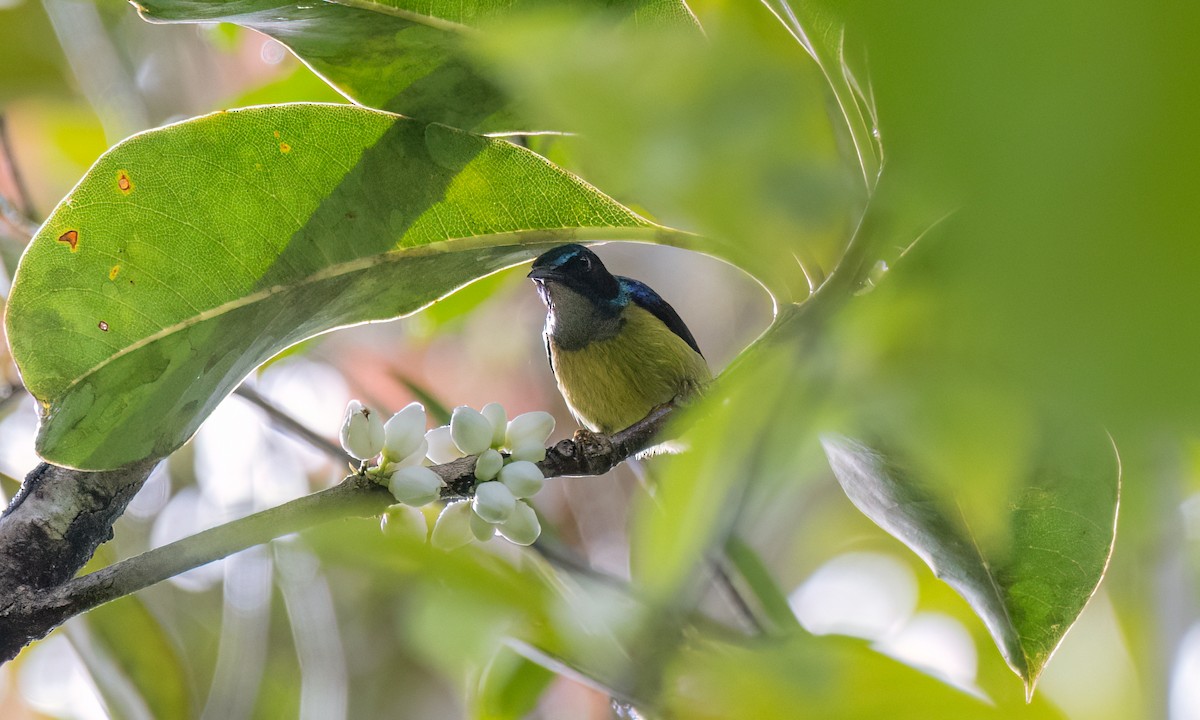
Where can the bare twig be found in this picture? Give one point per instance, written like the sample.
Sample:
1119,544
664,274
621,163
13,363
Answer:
291,425
18,181
33,610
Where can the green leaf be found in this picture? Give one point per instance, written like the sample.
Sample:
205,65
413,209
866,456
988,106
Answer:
126,648
399,55
190,255
510,687
1030,581
819,677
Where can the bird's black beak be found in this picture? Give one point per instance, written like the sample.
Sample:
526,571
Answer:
540,274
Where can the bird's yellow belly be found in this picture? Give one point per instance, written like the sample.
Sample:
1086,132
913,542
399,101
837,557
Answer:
613,383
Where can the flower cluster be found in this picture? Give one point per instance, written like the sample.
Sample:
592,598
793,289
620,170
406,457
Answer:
397,453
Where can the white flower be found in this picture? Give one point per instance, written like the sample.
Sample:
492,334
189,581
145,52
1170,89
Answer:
405,521
471,431
414,459
529,429
499,420
521,527
489,465
442,448
361,431
453,527
403,432
522,478
493,502
532,453
415,485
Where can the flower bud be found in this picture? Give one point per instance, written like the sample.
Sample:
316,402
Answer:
453,527
414,459
361,431
403,432
522,478
529,429
499,420
521,527
415,485
531,453
480,528
471,431
493,502
489,465
442,448
406,522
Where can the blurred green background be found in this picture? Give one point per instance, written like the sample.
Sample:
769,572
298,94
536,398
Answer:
1044,155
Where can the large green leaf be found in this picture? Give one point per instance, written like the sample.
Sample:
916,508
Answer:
399,55
190,255
1027,582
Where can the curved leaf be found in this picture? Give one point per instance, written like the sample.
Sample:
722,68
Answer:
399,55
190,255
1030,588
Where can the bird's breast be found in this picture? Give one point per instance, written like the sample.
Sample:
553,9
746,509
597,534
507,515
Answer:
615,382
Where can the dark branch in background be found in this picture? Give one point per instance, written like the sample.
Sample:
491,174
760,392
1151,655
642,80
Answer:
19,217
289,425
33,609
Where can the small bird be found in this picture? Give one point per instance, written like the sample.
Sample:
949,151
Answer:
616,347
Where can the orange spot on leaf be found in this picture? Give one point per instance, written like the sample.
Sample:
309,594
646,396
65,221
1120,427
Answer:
71,238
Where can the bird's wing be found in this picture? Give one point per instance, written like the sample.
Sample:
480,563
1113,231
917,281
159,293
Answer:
655,305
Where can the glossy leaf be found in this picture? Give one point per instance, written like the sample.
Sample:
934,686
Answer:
1029,585
190,255
397,55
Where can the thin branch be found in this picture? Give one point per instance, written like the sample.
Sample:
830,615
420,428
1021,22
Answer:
18,181
291,425
29,613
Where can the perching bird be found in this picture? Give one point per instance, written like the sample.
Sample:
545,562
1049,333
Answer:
616,347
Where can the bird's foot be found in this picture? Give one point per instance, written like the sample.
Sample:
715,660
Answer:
595,449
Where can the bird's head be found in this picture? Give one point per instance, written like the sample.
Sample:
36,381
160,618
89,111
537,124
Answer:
582,298
571,270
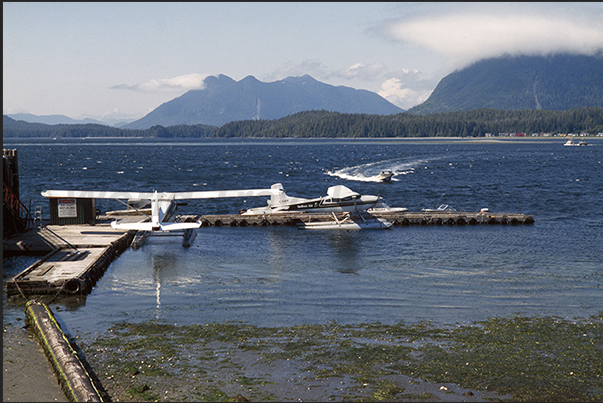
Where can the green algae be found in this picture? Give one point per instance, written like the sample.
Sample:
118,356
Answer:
519,358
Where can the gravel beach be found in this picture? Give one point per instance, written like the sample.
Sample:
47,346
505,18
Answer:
27,376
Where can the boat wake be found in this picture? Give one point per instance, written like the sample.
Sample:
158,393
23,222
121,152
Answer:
369,172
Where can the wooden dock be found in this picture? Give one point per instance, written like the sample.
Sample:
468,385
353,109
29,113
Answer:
398,218
77,256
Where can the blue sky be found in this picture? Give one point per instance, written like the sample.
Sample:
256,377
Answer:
122,60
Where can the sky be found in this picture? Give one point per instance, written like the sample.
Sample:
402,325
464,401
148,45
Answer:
122,60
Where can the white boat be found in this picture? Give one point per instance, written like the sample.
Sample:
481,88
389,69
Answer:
570,143
385,176
442,207
338,199
350,222
383,207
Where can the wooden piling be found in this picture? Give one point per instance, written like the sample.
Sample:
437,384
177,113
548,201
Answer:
73,377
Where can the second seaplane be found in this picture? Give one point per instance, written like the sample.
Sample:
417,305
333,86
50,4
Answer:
163,207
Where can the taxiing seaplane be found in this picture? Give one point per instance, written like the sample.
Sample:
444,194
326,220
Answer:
163,207
338,199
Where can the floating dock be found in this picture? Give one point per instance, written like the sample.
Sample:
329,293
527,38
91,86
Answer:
77,256
397,218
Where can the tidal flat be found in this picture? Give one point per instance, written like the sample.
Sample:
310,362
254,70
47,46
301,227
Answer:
501,359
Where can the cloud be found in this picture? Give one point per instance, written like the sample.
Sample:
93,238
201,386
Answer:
467,35
405,94
175,84
295,69
361,71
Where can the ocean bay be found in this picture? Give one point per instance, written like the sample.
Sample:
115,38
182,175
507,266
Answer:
280,276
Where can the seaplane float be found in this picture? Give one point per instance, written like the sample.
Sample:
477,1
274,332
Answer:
163,207
339,199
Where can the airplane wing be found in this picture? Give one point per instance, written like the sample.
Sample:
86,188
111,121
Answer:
149,226
138,226
92,194
164,195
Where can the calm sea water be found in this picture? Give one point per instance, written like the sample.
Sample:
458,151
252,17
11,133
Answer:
281,276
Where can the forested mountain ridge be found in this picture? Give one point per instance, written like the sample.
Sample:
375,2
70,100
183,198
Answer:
225,100
556,82
323,124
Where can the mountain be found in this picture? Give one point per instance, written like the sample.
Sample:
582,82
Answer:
62,119
225,100
557,82
50,119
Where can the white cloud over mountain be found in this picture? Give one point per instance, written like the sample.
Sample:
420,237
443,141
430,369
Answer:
175,84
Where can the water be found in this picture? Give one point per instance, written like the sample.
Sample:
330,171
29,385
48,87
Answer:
280,276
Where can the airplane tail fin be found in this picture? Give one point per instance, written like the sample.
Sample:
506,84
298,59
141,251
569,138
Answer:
278,198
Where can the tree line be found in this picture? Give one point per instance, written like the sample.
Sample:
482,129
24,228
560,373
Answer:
324,124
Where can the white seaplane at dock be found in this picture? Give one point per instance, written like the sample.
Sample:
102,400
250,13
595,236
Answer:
163,207
350,221
338,199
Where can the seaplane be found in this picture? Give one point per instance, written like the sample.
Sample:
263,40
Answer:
338,199
163,207
385,176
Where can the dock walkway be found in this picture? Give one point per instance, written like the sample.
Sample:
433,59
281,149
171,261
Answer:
76,257
398,218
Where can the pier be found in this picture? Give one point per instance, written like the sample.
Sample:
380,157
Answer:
398,218
76,256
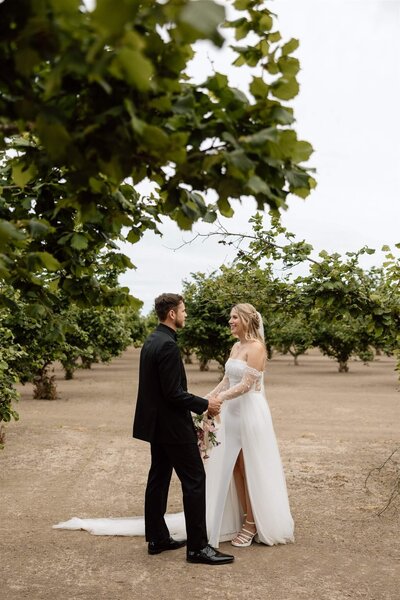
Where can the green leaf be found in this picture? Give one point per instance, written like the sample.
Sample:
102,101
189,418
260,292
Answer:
225,208
259,88
257,186
79,241
290,47
9,232
111,20
266,22
285,89
54,136
22,173
270,134
132,66
65,6
133,236
48,261
302,151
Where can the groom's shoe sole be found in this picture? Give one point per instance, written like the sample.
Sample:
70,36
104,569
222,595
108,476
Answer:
171,544
209,556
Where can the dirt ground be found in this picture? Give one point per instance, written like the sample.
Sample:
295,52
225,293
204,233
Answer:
75,457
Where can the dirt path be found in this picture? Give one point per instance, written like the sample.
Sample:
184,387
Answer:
76,457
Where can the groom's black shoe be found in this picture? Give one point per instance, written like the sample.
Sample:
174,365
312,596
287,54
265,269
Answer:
209,556
170,544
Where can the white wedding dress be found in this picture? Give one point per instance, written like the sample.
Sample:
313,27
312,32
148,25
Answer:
245,425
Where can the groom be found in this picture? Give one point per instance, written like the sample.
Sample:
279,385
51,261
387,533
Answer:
163,418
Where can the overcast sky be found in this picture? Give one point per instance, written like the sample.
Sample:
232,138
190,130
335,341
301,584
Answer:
348,108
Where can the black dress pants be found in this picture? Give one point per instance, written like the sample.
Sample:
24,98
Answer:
188,465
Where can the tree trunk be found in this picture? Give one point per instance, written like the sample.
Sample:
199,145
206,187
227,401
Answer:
204,366
86,363
188,358
44,386
69,372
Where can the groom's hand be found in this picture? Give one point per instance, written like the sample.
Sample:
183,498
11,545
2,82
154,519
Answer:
214,406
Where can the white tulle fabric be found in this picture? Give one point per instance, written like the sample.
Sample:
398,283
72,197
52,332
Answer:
245,425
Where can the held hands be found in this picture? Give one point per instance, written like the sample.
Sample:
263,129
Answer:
214,406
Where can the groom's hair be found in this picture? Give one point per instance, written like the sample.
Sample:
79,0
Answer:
166,302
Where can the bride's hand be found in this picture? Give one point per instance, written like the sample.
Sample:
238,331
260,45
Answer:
214,406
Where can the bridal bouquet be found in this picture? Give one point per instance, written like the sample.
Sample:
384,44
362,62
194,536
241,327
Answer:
206,437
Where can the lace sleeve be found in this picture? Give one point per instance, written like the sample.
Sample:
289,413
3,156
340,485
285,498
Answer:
221,387
250,377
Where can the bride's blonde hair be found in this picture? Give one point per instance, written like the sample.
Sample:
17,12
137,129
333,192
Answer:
251,321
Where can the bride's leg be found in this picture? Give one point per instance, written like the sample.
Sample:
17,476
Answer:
245,536
238,474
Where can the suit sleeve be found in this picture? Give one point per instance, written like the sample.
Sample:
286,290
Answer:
171,384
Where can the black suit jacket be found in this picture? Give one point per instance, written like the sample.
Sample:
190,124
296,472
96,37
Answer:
163,404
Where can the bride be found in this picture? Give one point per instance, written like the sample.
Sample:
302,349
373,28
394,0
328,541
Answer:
246,489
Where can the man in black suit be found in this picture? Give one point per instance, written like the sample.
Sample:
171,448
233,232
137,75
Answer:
163,418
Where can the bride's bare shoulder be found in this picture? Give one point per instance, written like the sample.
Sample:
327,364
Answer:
256,354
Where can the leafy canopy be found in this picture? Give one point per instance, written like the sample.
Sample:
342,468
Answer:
94,102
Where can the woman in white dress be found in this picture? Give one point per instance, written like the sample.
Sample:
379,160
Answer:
246,488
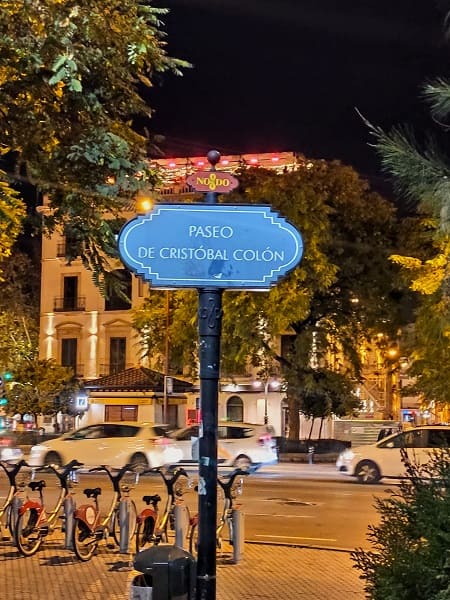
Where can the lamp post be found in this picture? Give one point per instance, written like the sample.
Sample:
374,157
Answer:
269,385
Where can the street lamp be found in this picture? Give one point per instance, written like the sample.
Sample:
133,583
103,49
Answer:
269,385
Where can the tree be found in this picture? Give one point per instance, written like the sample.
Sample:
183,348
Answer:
420,170
343,289
40,387
409,555
71,78
19,310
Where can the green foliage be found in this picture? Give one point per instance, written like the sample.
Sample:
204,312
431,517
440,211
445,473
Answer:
19,310
12,212
409,559
40,387
420,169
342,289
71,81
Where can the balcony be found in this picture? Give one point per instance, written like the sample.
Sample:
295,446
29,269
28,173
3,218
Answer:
69,304
77,369
113,368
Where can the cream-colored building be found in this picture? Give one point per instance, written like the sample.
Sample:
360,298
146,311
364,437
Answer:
93,335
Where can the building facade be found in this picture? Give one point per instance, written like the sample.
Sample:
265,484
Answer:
79,328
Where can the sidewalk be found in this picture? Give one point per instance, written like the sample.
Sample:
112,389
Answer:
265,572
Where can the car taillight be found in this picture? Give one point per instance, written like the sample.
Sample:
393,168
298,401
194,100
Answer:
161,441
265,440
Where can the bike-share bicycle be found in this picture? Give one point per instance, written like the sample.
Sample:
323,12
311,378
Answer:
153,528
34,523
89,526
231,489
14,498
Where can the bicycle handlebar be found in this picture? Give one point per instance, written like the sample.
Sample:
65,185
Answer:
115,479
228,485
12,473
171,480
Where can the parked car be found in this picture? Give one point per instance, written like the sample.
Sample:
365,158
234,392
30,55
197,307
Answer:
112,444
239,444
371,463
14,445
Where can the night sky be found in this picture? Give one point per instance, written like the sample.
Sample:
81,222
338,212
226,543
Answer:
286,75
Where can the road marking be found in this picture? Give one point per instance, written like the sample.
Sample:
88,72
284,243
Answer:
247,514
289,537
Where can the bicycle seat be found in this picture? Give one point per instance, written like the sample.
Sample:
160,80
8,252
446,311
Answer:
92,492
151,499
37,485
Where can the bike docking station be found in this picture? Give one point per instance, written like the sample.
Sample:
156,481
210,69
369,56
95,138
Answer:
210,247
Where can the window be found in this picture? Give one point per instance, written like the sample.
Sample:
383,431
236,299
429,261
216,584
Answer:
121,413
69,353
117,354
70,293
235,409
116,300
438,438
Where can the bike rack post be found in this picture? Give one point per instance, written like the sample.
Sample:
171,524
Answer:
124,521
181,517
16,503
69,521
238,534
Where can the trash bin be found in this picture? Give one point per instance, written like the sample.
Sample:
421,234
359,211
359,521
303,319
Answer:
167,573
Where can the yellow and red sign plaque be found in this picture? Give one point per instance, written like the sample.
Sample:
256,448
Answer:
212,181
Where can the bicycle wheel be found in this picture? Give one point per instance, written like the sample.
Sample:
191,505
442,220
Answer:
144,534
84,542
193,540
26,534
115,524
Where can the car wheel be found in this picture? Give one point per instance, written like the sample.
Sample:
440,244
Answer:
139,461
53,458
367,472
242,462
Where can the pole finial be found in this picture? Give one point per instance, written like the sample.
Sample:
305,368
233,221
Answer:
213,157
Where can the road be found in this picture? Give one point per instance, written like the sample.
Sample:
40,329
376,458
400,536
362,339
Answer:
307,505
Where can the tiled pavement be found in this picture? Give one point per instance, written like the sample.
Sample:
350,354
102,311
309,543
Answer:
265,571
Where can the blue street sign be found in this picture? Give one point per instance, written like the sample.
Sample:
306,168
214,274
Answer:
210,245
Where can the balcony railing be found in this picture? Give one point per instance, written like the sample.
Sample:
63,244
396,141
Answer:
77,369
113,368
69,304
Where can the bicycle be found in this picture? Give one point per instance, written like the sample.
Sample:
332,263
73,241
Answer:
151,530
230,491
89,528
16,490
34,523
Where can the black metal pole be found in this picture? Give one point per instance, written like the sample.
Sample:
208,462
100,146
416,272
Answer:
209,326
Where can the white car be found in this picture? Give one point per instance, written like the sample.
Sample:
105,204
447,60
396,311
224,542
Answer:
112,444
371,463
239,444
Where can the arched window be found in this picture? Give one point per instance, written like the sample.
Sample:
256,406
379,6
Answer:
235,409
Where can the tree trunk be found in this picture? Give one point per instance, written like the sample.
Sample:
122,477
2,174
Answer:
320,428
294,419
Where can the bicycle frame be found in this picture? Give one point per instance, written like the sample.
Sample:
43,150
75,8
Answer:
226,517
14,491
89,527
34,523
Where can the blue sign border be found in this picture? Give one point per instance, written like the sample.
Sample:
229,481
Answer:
254,223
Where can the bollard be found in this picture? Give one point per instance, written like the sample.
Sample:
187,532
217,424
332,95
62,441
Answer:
69,521
238,534
181,517
124,522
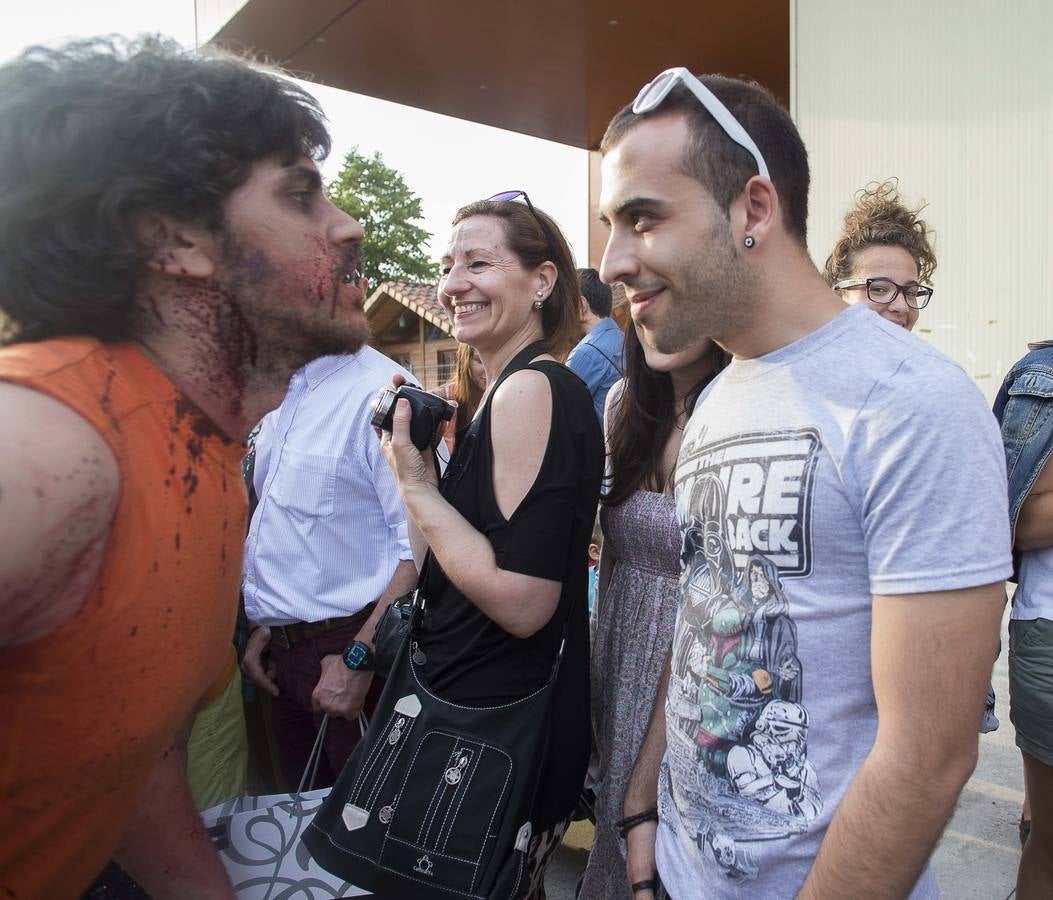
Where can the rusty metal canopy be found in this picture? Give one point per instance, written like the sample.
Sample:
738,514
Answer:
552,68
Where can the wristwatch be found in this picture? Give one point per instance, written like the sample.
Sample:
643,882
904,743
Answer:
358,657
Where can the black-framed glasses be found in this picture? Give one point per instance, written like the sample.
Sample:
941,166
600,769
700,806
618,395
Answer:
885,291
511,196
657,90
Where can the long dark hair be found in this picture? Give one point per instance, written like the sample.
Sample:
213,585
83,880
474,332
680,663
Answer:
524,231
643,420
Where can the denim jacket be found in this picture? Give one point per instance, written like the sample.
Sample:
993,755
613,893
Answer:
1025,410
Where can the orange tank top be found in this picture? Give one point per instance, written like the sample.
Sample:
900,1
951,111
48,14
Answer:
88,710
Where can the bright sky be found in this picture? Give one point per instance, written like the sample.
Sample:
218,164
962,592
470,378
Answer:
446,162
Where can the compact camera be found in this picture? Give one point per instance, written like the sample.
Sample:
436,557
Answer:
429,414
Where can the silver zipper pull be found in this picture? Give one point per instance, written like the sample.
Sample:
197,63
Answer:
396,734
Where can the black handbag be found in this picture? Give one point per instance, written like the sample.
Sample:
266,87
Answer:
436,800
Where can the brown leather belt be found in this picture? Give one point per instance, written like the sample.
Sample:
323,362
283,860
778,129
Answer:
299,632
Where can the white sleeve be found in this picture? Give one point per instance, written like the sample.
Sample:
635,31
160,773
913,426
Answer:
926,466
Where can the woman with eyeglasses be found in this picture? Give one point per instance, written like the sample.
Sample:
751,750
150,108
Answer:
883,256
510,521
639,575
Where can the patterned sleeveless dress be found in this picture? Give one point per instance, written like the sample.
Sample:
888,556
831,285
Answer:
634,630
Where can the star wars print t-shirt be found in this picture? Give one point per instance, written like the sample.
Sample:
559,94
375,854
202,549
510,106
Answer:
855,461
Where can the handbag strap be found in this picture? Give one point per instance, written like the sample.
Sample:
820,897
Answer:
315,757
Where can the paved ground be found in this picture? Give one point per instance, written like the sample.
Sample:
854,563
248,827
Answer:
976,858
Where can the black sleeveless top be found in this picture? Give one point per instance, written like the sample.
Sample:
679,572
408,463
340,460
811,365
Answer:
=====
**Written task:** Extract the closing run of lines, starting with the one containing "Where can the patterned" and ending at the last, exactly as written.

**Output:**
Where can the patterned sleeveless dress be found in this picture? Give one point per instance, written like the sample.
Sample:
888,556
831,285
Answer:
634,630
Where can the star wars print t-shirt be found in this picture? Give one point per instance, written like the sample.
Sample:
559,94
375,854
202,549
510,106
Answer:
855,461
Where can the handbag strap be found in this picture? Give one point per instance, written like the sample.
Sample:
820,897
Answer:
315,757
Where can the paved ground be found in this picture? Give one point per instance, written like the sample.
Sample:
854,563
248,827
Answer:
976,858
Where can the black sleeveless top be found in this picture? Give one point per instance, written like the sample.
Sample:
679,572
408,463
340,460
811,365
Answer:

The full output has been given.